## YOUR INSTRUCTIONS
Please return every line below that contains the string "fingernail".

──────────

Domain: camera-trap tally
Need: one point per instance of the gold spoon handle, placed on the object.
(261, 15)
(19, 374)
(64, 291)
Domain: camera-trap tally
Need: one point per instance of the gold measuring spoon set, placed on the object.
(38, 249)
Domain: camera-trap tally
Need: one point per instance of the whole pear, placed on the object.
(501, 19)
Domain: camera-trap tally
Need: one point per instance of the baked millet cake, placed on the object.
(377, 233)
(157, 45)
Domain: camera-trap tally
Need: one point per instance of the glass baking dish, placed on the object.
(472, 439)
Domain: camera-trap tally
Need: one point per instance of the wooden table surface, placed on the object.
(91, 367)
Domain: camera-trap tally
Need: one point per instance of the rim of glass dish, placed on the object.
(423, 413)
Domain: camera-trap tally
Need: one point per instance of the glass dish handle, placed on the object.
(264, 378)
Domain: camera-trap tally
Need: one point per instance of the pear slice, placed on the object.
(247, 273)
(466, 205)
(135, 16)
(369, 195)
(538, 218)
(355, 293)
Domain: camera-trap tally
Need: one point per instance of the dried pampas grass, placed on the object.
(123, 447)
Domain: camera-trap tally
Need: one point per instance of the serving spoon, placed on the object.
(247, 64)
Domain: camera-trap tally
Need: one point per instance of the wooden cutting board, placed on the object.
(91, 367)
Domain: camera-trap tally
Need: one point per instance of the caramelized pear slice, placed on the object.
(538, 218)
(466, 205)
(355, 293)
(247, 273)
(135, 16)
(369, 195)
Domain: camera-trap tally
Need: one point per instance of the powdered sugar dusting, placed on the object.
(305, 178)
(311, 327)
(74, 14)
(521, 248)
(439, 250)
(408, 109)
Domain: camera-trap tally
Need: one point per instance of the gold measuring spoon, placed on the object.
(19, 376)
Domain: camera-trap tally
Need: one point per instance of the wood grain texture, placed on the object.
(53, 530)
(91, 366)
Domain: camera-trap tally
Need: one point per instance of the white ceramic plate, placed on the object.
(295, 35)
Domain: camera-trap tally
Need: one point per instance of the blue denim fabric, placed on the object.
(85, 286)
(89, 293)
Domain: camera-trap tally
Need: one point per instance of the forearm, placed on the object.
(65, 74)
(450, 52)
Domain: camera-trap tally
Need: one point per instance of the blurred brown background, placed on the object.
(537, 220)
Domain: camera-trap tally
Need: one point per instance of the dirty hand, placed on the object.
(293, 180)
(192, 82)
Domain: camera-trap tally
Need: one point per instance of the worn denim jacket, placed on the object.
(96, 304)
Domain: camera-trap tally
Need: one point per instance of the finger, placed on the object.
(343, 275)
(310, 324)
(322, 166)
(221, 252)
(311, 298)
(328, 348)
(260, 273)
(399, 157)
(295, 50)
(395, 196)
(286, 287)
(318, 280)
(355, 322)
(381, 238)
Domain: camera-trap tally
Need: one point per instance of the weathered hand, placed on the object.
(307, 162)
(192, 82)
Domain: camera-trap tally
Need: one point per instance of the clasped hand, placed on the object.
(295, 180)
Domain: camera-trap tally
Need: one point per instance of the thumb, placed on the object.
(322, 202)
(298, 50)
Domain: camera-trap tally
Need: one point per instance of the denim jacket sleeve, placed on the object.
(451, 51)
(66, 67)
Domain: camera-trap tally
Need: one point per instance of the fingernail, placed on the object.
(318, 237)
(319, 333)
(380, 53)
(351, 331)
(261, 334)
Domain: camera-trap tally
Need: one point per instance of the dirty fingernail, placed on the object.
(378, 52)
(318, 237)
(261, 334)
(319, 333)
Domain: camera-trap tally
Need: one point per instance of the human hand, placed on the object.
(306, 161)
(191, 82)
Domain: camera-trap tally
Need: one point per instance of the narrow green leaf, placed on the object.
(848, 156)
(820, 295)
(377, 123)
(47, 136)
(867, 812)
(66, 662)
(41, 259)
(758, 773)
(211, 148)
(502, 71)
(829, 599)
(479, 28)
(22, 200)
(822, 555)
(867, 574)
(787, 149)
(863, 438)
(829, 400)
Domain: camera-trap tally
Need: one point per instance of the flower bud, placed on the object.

──────────

## SOLVED PROBLEM
Need: one point per instance of the fingernail, placed on the object.
Need: one point per instance of the dirty fingernail, placed on the object.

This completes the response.